*** TEXT ZUR ANALYSE
Vor einigen Wochen schrieb ich im Artikel „Kann das stimmen?” davon, dass ich mit Hilfe von Fermi-Aufgaben, die Kinder in meiner Klasse für Mathe-Vorträge begeistern wollte. Mehr als zwei Monate sind jetzt vergangen und ich muss sagen, dass ich sehr froh darüber bin, wie gut die Fermi-Fragen angenommen werden. Mittlerweile wurden schon sehr viele Vorträge gehalten. In der Zwischenzeit hat es sich etabliert, dass die vortragenden Kinder nicht nur ihren Lösungsweg präsentieren, sondern ihre Mitschüler einbeziehen. Es wird die Frage vorgelesen und die Mitschüler sind aufgefordert, zunächst eigene Lösungswege auszuprobieren und zu finden. Besonders froh bin ich darüber, dass sich auch schwächere Schüler ausdauernd mit den Aufgaben beschäftigen. Sicherlich brauchen sie manchmal den einen oder anderen Tipp mehr, wenn sie fragen kommen, als die starken Kinder. Aber das tut der Sache keinen Abbruch.
Fermi-Aufgaben machen den Kindern den Unterschied zwischen Mathematik und Rechnen klar. Landläufig wird aber leider das Eine mit dem Anderen gleichgesetzt. Ich sage gerne sinngemäß:
„Immer nur mit Zahlen zu rechnen – das ist keine Mathematik. Das kann doch jeder Taschenrechner besser und schneller als wir. Mathematik ist, wenn du mit deinem Köpfchen, Probleme lösen musst, bei denen (auch) Zahlen vorkommen können.” Ein Beispiel aus einem gestrigen Vortrag und einer eher einfacheren Frage. Sie lautete: ‘Kann das stimmen, dass für dich schon mehr als 100.000 Mahlzeiten gekocht wurden?’ Hier mussten nun mehrere Dinge berücksichtigt werden: Wie alt bin ich? Was zählt zu gekochten Mahlzeiten? Wie viele gekochte Mahlzeiten esse ich wohl ungefähr in einer Woche oder Monat? In einem Jahr? Mit wie vielen Jahren bekommt man eigentlich die erste gekochte Mahlzeit? Wie viele Tage hat noch mal ein Jahr? Muss ich das Schaltjahr bei meinen Berechnungen berücksichtigen? All diese Fragen und vielleicht auch noch ein paar mehr begegneten den Kindern von ganz allein auf dem Weg zur Lösung. Einige wurden in der Klasse diskutiert. Dabei mussten die Kinder Entscheidungen treffen, abschätzen und mehr, bevor sie die Lösung berechnen konnten. Das nenne ich Mathematik.
Ich finde es sehr bedauernswert, dass Mathematik allzu häufig zu einem Training von arithmetischen Fertigkeiten verkommt. Immer wieder muss ich dann an Benezet denken, der sagte:
„Seit ein paar Jahren fällt mir nämlich auf, dass die frühe Einführung von Arithmetik dazu führt, dass das logische Denken von Kindern abstumpft und wie mit Choloroform betäubt wird. Der ganze Drill führt dazu, dass die Kinder das Fachgebiet der Arithmetik von ihrem gesunden Menschenverstand abtrennen. Die Rechentechniken, die man den Kindern vermittelt, können sie zwar durchführen, aber es gelingt ihnen damit kaum, reale Probleme mathematisch zu lösen!” (Quelle: Macht weniger Arithmetik…)
Muss man sich dann noch wundern, wenn Mathematik bei vielen Schülern zu DEM Hass-Fach in der Schule wird?
******
_AUFGABE_
Schreib aus dem Text über Fermi-Aufgaben die Stelle von „Ich finde es“ bis „Macht weniger Arithmetik…)“ wortgetreu ab. Die Zeilen danach sind eigenes Material und gehören nicht zum Text.
*** EINGABEDATEN
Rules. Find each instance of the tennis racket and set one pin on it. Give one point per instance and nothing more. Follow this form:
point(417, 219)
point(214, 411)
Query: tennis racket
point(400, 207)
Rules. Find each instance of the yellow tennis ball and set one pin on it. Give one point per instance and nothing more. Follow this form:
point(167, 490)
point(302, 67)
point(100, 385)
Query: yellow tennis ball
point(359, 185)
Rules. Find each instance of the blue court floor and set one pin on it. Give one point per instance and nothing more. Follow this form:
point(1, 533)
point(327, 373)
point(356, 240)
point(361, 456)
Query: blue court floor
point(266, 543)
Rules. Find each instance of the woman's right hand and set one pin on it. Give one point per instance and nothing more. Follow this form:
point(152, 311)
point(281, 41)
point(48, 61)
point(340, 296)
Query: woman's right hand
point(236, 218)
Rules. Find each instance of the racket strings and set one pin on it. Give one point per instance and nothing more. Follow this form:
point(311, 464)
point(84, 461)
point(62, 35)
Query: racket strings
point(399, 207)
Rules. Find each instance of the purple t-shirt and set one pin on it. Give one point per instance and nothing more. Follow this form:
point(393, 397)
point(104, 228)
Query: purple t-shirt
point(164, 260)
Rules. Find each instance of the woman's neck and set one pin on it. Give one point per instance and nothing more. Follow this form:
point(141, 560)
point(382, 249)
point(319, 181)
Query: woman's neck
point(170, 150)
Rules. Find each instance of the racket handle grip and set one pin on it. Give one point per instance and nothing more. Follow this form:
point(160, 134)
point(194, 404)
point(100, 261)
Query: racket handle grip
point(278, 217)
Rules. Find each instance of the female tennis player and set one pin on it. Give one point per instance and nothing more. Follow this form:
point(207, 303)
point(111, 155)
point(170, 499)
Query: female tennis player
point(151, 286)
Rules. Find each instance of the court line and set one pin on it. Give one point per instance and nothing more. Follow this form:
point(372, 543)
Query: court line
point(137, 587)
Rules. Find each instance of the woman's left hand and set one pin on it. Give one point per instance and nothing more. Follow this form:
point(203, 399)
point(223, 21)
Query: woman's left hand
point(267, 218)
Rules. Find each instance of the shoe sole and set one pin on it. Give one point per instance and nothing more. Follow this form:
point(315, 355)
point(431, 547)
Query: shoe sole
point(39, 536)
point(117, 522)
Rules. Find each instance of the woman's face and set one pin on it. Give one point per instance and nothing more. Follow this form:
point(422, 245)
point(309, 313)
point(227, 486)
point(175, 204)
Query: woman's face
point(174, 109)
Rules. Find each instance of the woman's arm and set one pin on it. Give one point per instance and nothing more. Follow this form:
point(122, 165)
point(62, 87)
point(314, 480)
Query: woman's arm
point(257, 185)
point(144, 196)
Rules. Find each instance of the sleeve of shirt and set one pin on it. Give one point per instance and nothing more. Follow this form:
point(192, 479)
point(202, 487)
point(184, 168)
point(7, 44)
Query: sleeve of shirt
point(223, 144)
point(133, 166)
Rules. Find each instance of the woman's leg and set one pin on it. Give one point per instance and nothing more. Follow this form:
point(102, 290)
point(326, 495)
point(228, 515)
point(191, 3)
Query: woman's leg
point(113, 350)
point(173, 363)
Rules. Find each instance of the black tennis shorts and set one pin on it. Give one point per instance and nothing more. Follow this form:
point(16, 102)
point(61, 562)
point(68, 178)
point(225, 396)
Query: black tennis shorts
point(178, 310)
******
_ANTWORT_
Ich finde es sehr bedauernswert, dass Mathematik allzu häufig zu einem Training von arithmetischen Fertigkeiten verkommt. Immer wieder muss ich dann an Benezet denken, der sagte:
„Seit ein paar Jahren fällt mir nämlich auf, dass die frühe Einführung von Arithmetik dazu führt, dass das logische Denken von Kindern abstumpft und wie mit Choloroform betäubt wird. Der ganze Drill führt dazu, dass die Kinder das Fachgebiet der Arithmetik von ihrem gesunden Menschenverstand abtrennen. Die Rechentechniken, die man den Kindern vermittelt, können sie zwar durchführen, aber es gelingt ihnen damit kaum, reale Probleme mathematisch zu lösen!” (Quelle: Macht weniger Arithmetik…)